Instruksi:
Sebutkan semua kegiatan yang bisa mewujudkan fungsi pengendalian menurut teks tentang fungsi kepemimpinan di bawah.

Teks Halaman:
▬▬▬▬▬▬
Fungsi partisipasi hanya akan terwujud jika pemimpin
mengembangkan komunikasi yang memungkinkan terjadinya pertukaran pendapat,
gagasan dan pandangan dalam memecahkan masalah-masalah, yang bagi pimpinan akan
dapat dimanfaatkan untuk mengambil keputusan-keputusan.sehubungan dengan itu
musyawarah menjadi penting, baik yang dilakukan melalui rapat-rapat mapun
saling mengunjungi pada setiap kesempatan yang ada.musyawarah sebagai
kesempatan berpartisipasi, harus dilanjutkan berupa partisipasi dalam
berbagai kegiatan melaksanakan program organisasi.
d. Fungsi Delegasi
Fungsi ini dilaksanakan dengan memberikan limpahan
wewenang membuat/menetapkan keputusan, baik melalui persetujuan maupun tanpa
persetujuan dari pimpinan. Fungsi ini mengharuskan pemimpin memilah-milah tugas
pokok organisasi dan mengevaluasi yang dapat dan tidak dapat dilimpahkan pada
orang-orang yang dipercayainya. Fungsi delegasi pada dasarnya berarti
kepercayaan, pemimpin harus bersedia dapat mempercayai orang-orang lain, sesuai
dengan posisi/jabatannya, apabila diberi pelimpahan wewenang. Sedang penerima
delegasi harus mampu memelihara kepercayaan itu, dengan melaksanakannya secara
bertanggung jawab.
Fungsi pendelegasian harus diwujudkan seorang pemimpin
karena kemajuan dan perkembangan kelompoknya tidak mungkin diwujudkannya
sendiri. Pemimpin seorang diri tidak akan dapat berbuat banyak dan bahkan
mungkin tidak ada artinya sama sekali. Oleh karena itu sebagian wewenangnya
perlu didelegasikan pada para pembantunya, agar dapat dilaksanakan secara
efektif dan efisien.
e. Fungsi Pengedalian
Fungsi
pengendalian merupakan fungsi kontrol. Fungsi ini
cenderung bersifat satu arah, meskipun tidak mustahil untuk dilakukan dengan
cara komunikasi secara dua arah. Fungsi pengendalian bermaksud
bahwa kepemimpinan yang
sukses atau efektif mampu mengatur aktivitas anggotanya secara terarah
dan dalam koordinasi yang efektif, sehingga memungkinkan tercapainya tujuan
bersama secara maksimal. Sehubungan dengan itu berarti fungsi pengendalian
dapat diwujudkan melalui kegiatan bimbingan, pengarahan, koordinasi, dan
pengawasan. Dalam kegiatan tersebut pemimpin harus aktif, namun tidak mustahil
untuk dilakukan dengan mengikutsertakan anggota kelompok/organisasinya[4].
3.
Gaya Kepemimpinan
Mengutip
pada pandangan penyair Yunani kuno,Euripides (406),berikut ini : “ Sepuluh serdadu yang dipimpin dengan bijak
dapat mengalahkan seratus serdadu musuh yang tidak punya pemimpin “.
▬▬▬▬▬▬
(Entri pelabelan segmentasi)
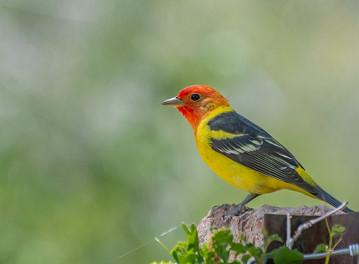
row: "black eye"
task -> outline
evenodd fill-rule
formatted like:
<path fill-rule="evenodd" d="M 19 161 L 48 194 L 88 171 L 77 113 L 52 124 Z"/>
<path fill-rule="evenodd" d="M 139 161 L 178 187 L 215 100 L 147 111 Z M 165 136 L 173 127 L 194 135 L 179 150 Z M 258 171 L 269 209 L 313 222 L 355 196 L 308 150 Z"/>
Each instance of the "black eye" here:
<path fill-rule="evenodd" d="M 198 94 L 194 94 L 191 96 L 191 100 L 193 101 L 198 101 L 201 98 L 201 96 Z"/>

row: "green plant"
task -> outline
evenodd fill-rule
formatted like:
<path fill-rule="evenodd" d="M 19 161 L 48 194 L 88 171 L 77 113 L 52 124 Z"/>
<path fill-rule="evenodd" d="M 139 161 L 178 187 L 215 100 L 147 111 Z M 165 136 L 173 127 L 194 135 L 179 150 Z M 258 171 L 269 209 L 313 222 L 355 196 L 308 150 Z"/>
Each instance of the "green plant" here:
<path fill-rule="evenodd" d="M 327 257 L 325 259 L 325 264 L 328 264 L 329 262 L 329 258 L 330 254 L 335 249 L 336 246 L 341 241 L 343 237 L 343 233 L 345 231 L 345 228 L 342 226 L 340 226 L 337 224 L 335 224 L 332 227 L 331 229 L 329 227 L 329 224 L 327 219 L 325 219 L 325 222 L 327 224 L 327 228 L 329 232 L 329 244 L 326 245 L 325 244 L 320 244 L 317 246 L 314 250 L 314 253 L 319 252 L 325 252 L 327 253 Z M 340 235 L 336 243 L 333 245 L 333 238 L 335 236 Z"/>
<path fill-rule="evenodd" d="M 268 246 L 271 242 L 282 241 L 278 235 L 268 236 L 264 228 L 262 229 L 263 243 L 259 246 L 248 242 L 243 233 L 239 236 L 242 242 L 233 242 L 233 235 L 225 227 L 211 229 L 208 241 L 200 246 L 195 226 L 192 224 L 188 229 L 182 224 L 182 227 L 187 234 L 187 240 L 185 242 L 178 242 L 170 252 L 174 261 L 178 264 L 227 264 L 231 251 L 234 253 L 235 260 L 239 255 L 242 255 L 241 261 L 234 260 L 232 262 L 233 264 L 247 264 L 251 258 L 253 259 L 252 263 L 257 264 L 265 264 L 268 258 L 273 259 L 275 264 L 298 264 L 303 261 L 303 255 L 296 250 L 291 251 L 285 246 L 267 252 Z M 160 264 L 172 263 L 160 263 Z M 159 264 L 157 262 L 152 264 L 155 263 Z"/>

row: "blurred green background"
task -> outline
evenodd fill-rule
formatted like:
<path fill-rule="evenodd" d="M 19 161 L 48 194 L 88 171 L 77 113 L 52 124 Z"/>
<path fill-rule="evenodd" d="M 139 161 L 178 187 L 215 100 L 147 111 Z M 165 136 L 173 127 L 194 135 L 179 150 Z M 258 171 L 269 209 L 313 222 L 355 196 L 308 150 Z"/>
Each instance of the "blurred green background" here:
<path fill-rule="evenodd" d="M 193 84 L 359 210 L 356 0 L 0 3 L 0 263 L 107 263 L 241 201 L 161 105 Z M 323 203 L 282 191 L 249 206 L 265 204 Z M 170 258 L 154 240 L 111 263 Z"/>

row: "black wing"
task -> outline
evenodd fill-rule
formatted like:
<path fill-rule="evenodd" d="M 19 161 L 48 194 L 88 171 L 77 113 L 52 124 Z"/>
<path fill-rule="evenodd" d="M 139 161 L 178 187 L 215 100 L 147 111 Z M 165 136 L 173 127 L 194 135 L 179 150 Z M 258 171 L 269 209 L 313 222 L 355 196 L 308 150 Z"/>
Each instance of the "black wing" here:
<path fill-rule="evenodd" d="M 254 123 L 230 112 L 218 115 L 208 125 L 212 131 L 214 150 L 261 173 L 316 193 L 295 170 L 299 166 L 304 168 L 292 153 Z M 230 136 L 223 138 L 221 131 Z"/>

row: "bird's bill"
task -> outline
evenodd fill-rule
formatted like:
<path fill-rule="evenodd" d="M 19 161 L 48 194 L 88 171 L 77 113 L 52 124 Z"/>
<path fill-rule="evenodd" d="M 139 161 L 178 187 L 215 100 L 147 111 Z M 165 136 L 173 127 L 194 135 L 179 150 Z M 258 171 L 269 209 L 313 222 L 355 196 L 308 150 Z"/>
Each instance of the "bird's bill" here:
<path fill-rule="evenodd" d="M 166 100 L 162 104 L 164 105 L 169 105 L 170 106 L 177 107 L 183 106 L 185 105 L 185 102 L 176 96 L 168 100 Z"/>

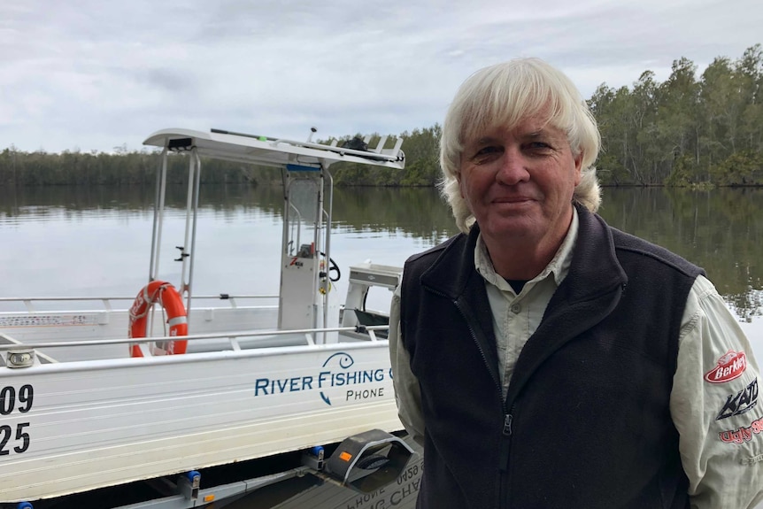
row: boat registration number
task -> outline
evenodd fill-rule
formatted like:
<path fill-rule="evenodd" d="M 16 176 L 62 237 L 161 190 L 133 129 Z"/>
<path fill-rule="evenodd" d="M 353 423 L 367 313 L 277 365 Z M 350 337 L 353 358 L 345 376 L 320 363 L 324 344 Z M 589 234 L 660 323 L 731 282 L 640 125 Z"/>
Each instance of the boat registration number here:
▬▬▬▬▬▬
Tugas Selesai:
- bimbingan
- pengarahan
- koordinasi
- pengawasan